* **Required work**:
[1] In the "In the Heights" interview, what role does Melissa Barrera play?
[2] Pick up the "In the Heights" interview from where it stops and keep it going.

* **Reading passage**:
* * * * * * *

Lin Manuel-Miranda, Jon Chu, Anthony Ramos, Melissa Barrera and Leslie Grace on ‘In The Heights’
Los Angeles — We were on the set of “In The Heights” and it was interesting watching how young boys and girls did not mind being in a gigantic pool for hours singing and dancing while director Jon Chu, who was also in the pool and wet, directed the kids as if there was nothing unusual in what he was doing.
Creator-writer-producer Lin Manuel-Miranda talked to us and reminisced how he grew up in a similar neighborhood. He gushed about his lead actor, Anthony Ramos who portrays Usnavi de la Vega, and tells us that Anthony played the role better than he did.
The popular Broadway musical, which is now a much-awaited movie, is set in over the course of three days in a largely Dominican neighborhood in Washington Heights in New York City.
We interviewed Jon, Lin, Anthony as well as actresses Melissa Barrera (who portrays Vanessa) and Leslie Grace (who portrays Nina). Below are excerpts of our conversations with them:
Lin Manuel-Miranda (writer-producer)
Obviously, the afterlife of a theatrical experience is the movie version. Can you talk about that?
What’s remarkable is, now we are 11 years since “Heights” opened on Broadway. This lives in a different place in people’s hearts now. This is not like the hot new show that just opened.
I can’t tell you how many extras out there played salon ladies in a school production of the show, or “Heights” was their first Broadway show. And so there have been so many school productions, regional productions — it just lives in a different place for people now.
So even though we have been throwing our hands up at the many twists and turns with the film version. It feels so right that it’s happening now. We feel so lucky that Jon Chu is directing.
Did you have any requirements for the film version? It could go in so many different directions.
Yeah, we had a dream checklist. We wanted to film it in this neighborhood and here we are. We both can walk to work from here. We both live up here. And we really wanted it to be a love letter to this neighborhood.
I can tell you some of those earlier versions, they were not trying to film up here because it’s expensive to film in New York. We have a diverse array of actors and we do not need to worry about a big international star but the best people for the part. And it’s been thrilling to actually be able to do that.
Was your cameo in the movie planned or did it happen organically?
It's funny, I'll confess: I was dragged kicking and screaming into it. I really felt like I did my best to make the best stage production. It's Jon's job to make the best movie. And I wanted him to have full ownership of the success of that. And then as it got, and he was like, alright brother, see you on set. Sure. And then as we got closer and I saw what he was building in rehearsal in preproduction, it finally hit me. Like, I'm crazy not to be in this movie.
And actually, Quiara (Alegria Hudes, writer-producer) is the one who said, 'if you didn't write this, you'd be begging to be in it. What the hell is the holdup?'
So, I finally embraced it, and I'm so glad I did. I got to have so many special moments, on-screen, especially with Anthony Ramos, who plays Usnavi (de la Vega) better than I ever did. And so, it was a joy to play a role, adjacent to the one I played. And it really feels like passing the torch in a very real way as a result.
What would you do if you won the lottery? You have this song titled “96,000 Dollars.”

* * * * * * *

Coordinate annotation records
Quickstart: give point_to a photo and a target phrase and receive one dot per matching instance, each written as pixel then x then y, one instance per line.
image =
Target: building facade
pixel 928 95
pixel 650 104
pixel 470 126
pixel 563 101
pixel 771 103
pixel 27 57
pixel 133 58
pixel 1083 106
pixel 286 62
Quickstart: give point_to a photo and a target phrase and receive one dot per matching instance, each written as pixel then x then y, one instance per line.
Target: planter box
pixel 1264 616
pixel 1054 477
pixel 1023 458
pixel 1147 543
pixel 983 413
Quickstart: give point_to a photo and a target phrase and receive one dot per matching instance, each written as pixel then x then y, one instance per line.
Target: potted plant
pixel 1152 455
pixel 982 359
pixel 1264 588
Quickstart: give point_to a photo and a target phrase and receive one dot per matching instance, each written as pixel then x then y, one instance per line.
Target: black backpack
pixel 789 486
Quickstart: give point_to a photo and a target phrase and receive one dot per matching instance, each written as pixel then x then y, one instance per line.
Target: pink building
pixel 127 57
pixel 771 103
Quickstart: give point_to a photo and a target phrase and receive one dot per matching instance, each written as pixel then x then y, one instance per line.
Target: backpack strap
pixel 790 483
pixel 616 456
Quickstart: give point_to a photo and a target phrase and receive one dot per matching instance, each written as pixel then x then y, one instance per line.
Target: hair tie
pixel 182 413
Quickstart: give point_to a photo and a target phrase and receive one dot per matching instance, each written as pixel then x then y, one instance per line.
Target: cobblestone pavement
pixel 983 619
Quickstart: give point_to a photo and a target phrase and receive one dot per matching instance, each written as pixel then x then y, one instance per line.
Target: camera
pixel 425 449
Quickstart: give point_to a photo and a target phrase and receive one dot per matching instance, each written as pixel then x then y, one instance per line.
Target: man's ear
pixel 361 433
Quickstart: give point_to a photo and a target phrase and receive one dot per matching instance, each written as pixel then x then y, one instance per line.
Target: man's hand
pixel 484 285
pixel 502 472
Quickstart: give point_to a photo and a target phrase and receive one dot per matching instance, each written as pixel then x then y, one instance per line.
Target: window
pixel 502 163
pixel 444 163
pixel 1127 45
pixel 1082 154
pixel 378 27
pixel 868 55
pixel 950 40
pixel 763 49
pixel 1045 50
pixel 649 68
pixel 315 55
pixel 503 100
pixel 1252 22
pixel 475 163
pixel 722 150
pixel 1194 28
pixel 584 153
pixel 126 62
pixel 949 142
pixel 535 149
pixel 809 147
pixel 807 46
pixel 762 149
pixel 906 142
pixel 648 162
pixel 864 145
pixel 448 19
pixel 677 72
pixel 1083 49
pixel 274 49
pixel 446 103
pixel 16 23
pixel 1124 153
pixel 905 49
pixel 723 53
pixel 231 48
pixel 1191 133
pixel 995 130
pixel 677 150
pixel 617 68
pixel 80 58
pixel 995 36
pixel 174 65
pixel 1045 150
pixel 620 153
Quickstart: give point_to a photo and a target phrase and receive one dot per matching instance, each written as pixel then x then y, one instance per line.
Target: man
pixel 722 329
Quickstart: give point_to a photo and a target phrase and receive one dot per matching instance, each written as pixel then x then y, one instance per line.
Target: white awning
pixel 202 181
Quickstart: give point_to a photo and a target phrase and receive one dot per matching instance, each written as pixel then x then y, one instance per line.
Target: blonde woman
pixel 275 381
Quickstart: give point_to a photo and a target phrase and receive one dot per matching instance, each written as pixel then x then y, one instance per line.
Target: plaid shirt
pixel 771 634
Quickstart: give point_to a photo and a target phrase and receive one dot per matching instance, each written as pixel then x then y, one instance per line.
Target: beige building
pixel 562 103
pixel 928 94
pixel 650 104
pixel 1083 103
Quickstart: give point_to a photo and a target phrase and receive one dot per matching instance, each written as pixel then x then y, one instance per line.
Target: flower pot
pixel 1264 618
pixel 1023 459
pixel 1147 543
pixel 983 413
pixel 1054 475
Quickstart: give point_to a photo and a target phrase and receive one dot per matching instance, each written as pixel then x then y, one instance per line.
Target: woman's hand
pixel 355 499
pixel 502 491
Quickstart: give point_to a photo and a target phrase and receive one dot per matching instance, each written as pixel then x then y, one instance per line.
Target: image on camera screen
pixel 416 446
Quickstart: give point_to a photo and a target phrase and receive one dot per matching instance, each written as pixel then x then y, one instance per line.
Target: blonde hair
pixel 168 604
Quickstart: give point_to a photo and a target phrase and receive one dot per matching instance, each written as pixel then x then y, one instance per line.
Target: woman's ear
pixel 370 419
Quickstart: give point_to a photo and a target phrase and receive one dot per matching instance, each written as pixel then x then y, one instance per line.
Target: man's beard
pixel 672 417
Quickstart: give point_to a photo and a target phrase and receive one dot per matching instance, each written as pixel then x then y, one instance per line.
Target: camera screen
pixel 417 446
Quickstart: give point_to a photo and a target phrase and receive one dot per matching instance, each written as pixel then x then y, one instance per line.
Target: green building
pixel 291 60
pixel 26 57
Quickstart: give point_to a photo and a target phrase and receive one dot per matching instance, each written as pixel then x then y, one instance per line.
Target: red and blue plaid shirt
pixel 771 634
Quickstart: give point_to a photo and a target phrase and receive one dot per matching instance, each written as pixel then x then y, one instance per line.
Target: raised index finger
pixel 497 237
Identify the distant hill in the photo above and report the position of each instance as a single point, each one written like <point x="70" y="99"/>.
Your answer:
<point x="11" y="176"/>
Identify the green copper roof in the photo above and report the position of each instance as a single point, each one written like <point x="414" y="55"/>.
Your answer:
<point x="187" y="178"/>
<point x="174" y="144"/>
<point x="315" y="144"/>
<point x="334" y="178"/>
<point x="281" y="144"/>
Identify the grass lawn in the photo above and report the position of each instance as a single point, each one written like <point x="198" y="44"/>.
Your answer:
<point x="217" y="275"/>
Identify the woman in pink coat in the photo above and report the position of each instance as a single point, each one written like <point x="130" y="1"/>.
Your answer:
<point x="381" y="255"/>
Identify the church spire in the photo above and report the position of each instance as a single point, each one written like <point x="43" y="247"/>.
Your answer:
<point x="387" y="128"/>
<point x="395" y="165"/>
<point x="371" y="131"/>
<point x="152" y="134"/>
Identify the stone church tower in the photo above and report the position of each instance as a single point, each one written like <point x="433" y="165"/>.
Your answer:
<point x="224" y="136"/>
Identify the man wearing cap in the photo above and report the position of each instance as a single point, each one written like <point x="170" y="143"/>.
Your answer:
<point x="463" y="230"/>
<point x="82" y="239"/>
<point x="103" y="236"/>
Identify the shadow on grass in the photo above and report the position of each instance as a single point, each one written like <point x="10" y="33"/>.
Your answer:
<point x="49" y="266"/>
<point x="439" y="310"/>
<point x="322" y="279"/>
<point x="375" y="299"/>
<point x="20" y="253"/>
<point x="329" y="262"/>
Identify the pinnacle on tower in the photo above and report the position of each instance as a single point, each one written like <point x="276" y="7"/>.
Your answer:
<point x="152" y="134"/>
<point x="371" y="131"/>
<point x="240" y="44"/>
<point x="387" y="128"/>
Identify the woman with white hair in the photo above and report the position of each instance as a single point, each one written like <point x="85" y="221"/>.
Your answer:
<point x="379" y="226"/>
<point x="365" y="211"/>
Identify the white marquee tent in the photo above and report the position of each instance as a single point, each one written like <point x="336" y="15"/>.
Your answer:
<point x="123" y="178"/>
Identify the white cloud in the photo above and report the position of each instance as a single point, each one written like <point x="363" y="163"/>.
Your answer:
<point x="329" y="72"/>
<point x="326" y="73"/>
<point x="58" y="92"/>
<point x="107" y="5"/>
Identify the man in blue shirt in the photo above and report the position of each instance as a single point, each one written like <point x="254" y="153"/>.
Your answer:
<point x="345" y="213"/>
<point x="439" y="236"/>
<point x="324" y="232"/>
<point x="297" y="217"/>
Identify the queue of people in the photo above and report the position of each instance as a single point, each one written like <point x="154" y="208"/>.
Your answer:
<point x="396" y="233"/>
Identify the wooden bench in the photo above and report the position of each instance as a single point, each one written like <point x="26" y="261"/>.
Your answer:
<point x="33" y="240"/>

* * * * * * *

* **The results**:
[1] Vanessa

[2]
I would invest it back in the neighborhood actually. What’s really interesting is we have so many roots in this neighborhood, in this area now, the holding area for our actors is the United Palace Theater where I have invested a lot of my money personally in rebuilding the cinema.
I bought the HD projector for them. I helped them buy a new screen so that we have a nice movie palace in Washington Heights.
You were only 28 years old when you won a Tony for this. Was this part of your dream to have a movie about “In The Heights?”
“In the Heights” has always wanted to be bigger than it had any right to be. Even when it was an 80-minute one-act play when I wrote it when I was 19 years old at Wesleyan University. I had to cast a really wide net because I went to a school without a lot of Latino kids.
So my audition sheets went higher and farther than all the other audition sheets so I could get the cast to perform the show. And as a result, everyone at school had a friend in the play. (laughs) And that’s why we were a hit play on campus.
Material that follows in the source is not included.